-- BEGIN INPUT --

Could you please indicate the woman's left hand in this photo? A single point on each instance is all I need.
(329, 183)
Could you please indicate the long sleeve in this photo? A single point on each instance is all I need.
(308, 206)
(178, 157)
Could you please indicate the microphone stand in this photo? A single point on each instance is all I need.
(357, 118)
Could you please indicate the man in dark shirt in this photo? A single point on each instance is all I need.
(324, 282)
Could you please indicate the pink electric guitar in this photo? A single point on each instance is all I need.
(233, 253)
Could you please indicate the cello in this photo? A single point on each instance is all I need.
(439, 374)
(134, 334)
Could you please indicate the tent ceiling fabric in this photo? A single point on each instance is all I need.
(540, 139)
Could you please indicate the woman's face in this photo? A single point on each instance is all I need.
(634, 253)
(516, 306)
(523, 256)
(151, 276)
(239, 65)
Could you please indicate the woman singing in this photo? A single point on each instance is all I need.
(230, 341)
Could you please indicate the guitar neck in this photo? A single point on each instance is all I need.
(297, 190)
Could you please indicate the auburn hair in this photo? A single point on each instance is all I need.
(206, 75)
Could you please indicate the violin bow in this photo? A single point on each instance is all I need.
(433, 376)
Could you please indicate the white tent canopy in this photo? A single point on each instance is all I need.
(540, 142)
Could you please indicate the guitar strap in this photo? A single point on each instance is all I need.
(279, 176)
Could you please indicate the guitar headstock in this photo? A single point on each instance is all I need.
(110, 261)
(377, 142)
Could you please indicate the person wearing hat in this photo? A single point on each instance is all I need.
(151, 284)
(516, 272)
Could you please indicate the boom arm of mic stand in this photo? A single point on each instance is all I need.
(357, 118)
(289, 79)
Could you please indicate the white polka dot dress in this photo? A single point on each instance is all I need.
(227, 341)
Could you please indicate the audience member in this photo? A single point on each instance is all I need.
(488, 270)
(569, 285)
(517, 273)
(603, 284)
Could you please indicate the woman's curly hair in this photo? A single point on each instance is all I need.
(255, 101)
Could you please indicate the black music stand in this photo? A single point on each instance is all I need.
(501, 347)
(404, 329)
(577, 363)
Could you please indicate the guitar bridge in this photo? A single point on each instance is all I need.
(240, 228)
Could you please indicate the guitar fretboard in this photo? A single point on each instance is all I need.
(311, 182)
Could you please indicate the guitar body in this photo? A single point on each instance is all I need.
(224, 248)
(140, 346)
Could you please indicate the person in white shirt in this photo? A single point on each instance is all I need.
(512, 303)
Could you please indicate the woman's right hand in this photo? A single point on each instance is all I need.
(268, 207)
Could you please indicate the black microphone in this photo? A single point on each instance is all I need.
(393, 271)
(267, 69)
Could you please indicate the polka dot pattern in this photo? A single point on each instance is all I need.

-- END INPUT --

* DESCRIPTION OF THE TASK *
Return every one of the records above word for word, without changing anything.

* RESULT FOR THIS EXERCISE *
Could you please indicate the woman's left hand in this photo? A single point on each instance is all I need.
(329, 183)
Could you please indicate the long sleeve in this photo? A single point on each instance is all I need.
(308, 206)
(178, 157)
Could you please indicate the microphone stand in this photo? A single point on each instance is all I need.
(357, 118)
Could you please indicate the man in dark shirt in this photo? A single point on each instance is all I need.
(324, 282)
Could you please indicate the pink electric guitar in this photo? A single point on each instance is all I need.
(233, 253)
Could you please indicate the cello in this photo? A single point on each instance is all I need.
(439, 374)
(134, 334)
Could you please indicate the tent ceiling fabric in this photo? A single point on each instance is all I need.
(540, 139)
Could you please indicate the woman's face in this photo? A single point on each instance is all I need.
(634, 253)
(516, 306)
(523, 256)
(151, 276)
(239, 65)
Could you please indicate the woman singing in this photo? A single point on each instance is all I need.
(230, 341)
Could you please indicate the guitar neck in this photo? A single point on each instance is all I need.
(297, 190)
Could you please indicate the auburn hair in this photo? A single point on each instance is all I need.
(206, 75)
Could you please indicate the violin bow in this photo? A single point on each instance is all I need.
(433, 376)
Could you please indicate the white tent canopy in this photo? A single point on each instance is all I need.
(540, 142)
Could you please indicate the guitar strap in this photo? A single point on each instance is all I need.
(279, 176)
Could you please indicate the guitar headstock in this photo? A single point on each instance is all I need.
(110, 261)
(377, 142)
Could you please indicate the person wearing hat in this photo? A single point on each instance is all I need.
(151, 284)
(516, 272)
Could you please indicate the boom arm of mic stand in this photo? A single point on each instance is all I need.
(357, 118)
(289, 79)
Could you please indicate the white polka dot dress in this photo? A single point on each instance is all I need.
(227, 341)
Could you please indicate the audience member in this photo? A single point on each instance is all I need.
(488, 270)
(569, 285)
(517, 273)
(603, 284)
Could you please indicate the woman's curly hair in this photo? A single point on each instance is all I need.
(255, 101)
Could you please indicate the black music stand in this photo? A single point on each instance is all I need.
(501, 347)
(404, 329)
(577, 363)
Could you please indicate the guitar bridge in this photo? A single point on each instance is all I need.
(240, 228)
Could you please indicate the guitar fretboard in this photo? A single point on each instance is all I need.
(311, 182)
Could you please indicate the guitar body in this photo? A single point on each instance is all I need.
(224, 248)
(140, 346)
Could you please indicate the person in white shirt in this photo? A single point on each instance is all I need.
(512, 303)
Could you please indicate the woman's right hand in this photo? A single point on each instance is all I need.
(268, 207)
Could you please indicate the black microphone in this photo? A single point on each instance is all I need.
(393, 271)
(267, 69)
Could you please indicate the polka dot pattern in this photo? A single point on each instance is all I need.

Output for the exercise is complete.